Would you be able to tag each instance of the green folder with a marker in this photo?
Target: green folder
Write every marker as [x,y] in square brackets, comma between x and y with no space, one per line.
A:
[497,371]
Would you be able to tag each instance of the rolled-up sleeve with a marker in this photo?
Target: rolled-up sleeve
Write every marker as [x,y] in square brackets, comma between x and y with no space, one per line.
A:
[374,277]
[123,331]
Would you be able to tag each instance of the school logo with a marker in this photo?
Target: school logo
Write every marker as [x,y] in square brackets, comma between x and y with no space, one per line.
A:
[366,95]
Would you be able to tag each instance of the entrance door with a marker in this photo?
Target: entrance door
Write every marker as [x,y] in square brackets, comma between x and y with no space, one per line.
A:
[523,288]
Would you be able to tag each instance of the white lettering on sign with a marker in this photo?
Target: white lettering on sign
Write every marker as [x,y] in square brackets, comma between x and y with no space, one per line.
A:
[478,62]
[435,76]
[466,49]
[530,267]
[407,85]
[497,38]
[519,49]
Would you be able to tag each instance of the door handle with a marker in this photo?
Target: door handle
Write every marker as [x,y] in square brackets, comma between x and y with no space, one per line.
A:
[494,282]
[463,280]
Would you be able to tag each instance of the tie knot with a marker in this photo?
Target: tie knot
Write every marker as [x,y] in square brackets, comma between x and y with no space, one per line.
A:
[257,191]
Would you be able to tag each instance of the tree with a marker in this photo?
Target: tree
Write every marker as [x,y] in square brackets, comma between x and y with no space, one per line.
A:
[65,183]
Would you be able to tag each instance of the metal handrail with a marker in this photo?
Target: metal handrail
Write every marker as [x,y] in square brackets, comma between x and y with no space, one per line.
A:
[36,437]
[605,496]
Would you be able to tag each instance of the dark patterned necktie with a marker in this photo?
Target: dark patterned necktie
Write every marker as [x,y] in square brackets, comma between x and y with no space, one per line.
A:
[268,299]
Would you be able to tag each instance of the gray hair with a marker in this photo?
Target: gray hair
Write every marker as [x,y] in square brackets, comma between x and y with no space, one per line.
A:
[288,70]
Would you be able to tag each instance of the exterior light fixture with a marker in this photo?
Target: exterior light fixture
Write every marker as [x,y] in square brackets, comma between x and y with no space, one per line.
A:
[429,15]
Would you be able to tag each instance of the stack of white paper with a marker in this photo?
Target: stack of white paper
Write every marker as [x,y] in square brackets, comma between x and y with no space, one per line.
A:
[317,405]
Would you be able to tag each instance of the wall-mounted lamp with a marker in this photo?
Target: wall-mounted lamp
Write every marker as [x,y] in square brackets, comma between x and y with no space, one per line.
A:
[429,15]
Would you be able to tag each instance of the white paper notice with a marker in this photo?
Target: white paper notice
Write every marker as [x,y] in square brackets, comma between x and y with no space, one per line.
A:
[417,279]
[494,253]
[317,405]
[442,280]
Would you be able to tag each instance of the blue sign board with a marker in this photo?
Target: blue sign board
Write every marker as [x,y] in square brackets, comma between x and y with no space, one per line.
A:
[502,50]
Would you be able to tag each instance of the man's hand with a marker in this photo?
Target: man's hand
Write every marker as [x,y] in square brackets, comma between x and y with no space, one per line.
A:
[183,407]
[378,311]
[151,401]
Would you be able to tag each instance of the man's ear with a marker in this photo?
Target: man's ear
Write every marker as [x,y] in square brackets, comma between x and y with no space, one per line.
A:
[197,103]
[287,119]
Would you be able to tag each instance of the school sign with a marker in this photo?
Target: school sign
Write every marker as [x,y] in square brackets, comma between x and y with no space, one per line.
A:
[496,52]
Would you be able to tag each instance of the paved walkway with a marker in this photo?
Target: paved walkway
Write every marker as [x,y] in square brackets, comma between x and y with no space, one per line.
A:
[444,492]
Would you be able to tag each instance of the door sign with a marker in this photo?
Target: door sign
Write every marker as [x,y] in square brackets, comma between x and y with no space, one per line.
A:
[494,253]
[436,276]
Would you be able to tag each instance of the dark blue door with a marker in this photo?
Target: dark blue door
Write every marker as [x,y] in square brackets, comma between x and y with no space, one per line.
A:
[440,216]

※

Copy out each record from above, exactly.

Would you be able to tag each instance of the green folder with a marker in this photo?
Target: green folder
Write every marker as [x,y] in square brackets, comma between x and y with no space, one per line.
A:
[497,371]
Would you be able to tag each instance of the rolled-up sleeve with a marker in this photo?
Target: rolled-up sleeve
Write every marker as [x,y] in square brackets, comma between x and y with no space, one per line.
A:
[374,277]
[123,331]
Would you be able to tag each instance of the school logo with a marker in this photo?
Target: school logo
Write every marker as [x,y] in square brackets, comma between x and y with no space, one per line.
A:
[366,95]
Would you be able to tag each instance of the entrance door with a marker in this photo?
Target: entrance door
Write every marker as [x,y] in square brackets, comma between x and y with no space, one per line.
A:
[523,288]
Would you be able to tag each instance of the white lettering on sign with a marker in this photo?
Target: white lettering on sign
Write every marker as [x,y] in square brackets, comma between x and y with no space, one per line.
A:
[478,62]
[435,76]
[466,49]
[530,267]
[407,85]
[497,38]
[519,49]
Would you be able to tag each instance of the door handle with a marker in this photo?
Target: door handle
Write every marker as [x,y] in square brackets, comma between x and y with no space, one per line.
A:
[494,282]
[463,280]
Would you be able to tag each instance of the tie knot with a marker in this photo?
Target: tie knot
Write every marker as [x,y] in square brackets, comma between x and y with no space, one per line.
A:
[257,191]
Would you be able to tag each instance of the tree with a marker in this photo?
Target: tree
Write every marker as [x,y] in square brackets, comma between x and y with no space, one per line.
A:
[65,183]
Would you be able to tag each instance of the metal handrail with a marker in this photo?
Target: metal handrail
Write every marker as [x,y] in square brackets, comma between x and y with no space, one per line.
A:
[36,437]
[605,496]
Would you be able to tag each instance of the dark patterned necktie with a marker in this photo?
Target: dark patterned necktie
Write every marker as [x,y] in square brackets, comma between x and y with no space, one per line.
A:
[268,299]
Would you be able to tag each instance of the gray hair with a marker in this photo?
Target: gray hair
Write every marker as [x,y] in square brackets, comma between x and y with no space, one per line.
A:
[288,70]
Would you be able to tag each instance of the exterior light fixture with a marker in this photo?
Target: exterior light fixture
Write every marker as [x,y] in square brackets, comma between x and y with no space, one per line.
A:
[429,15]
Would you be able to tag each instance of the stack of white paper with a marker in this photo?
Target: stack of white paper
Write every marker as [x,y] in square brackets, comma between x and y with no space, one per line.
A:
[317,405]
Would you be able to tag each instance of the wall-mounted lamp with a marker in this photo?
Target: wall-mounted lamp
Write every marker as [x,y] in square brackets, comma between x and y with no space, one per line.
A:
[429,15]
Would you be able to tag each instance of the white paper notice with a marker in this photo?
Target: white paper notice
Write every marker as [x,y] in square brackets, comma between x and y with no space, one per line.
A:
[417,279]
[494,253]
[317,405]
[442,280]
Would you be able to tag each instance of the blue sign board with a marker in this photo?
Target: blue sign board
Write every marker as [x,y] in square brackets, comma between x and y with no space, one per line.
A:
[502,50]
Would you be able to tag each instance of the man's hand with a marker in this photo?
Target: man's hand
Write every marker as [x,y] in square brackets, comma between x and y with no space, one per line.
A:
[183,407]
[378,311]
[151,401]
Would you be able to tag each instance of the man's ear with a marker in this photo?
Target: man's ear
Write every marker as [x,y] in square brackets, comma between x and y with no space, one per line.
A:
[197,103]
[287,119]
Would you be able to tag each instance of the school sign with a marker in this photo?
Target: school sign
Write every marker as [x,y] in square brackets, comma between x and y with no space, one per line.
A:
[496,52]
Would you be able to tag each instance of the paved walkway with a marker in this photo?
Target: paved walkway
Write every marker as [x,y] in square brackets, comma between x and y with no space, one per line.
A:
[444,492]
Would you be able to tag each instance of the door sign with a marker in this photo?
Target: door sign
Write every marker as [x,y] in square brackets, comma between x and y with no space, one per line.
A:
[494,253]
[436,276]
Would you be able to tag each instance of the dark blue door with a marker in this photo?
Target: dark blue door
Write every marker as [x,y] in square brackets, comma between x and y with no space, one per line.
A:
[440,216]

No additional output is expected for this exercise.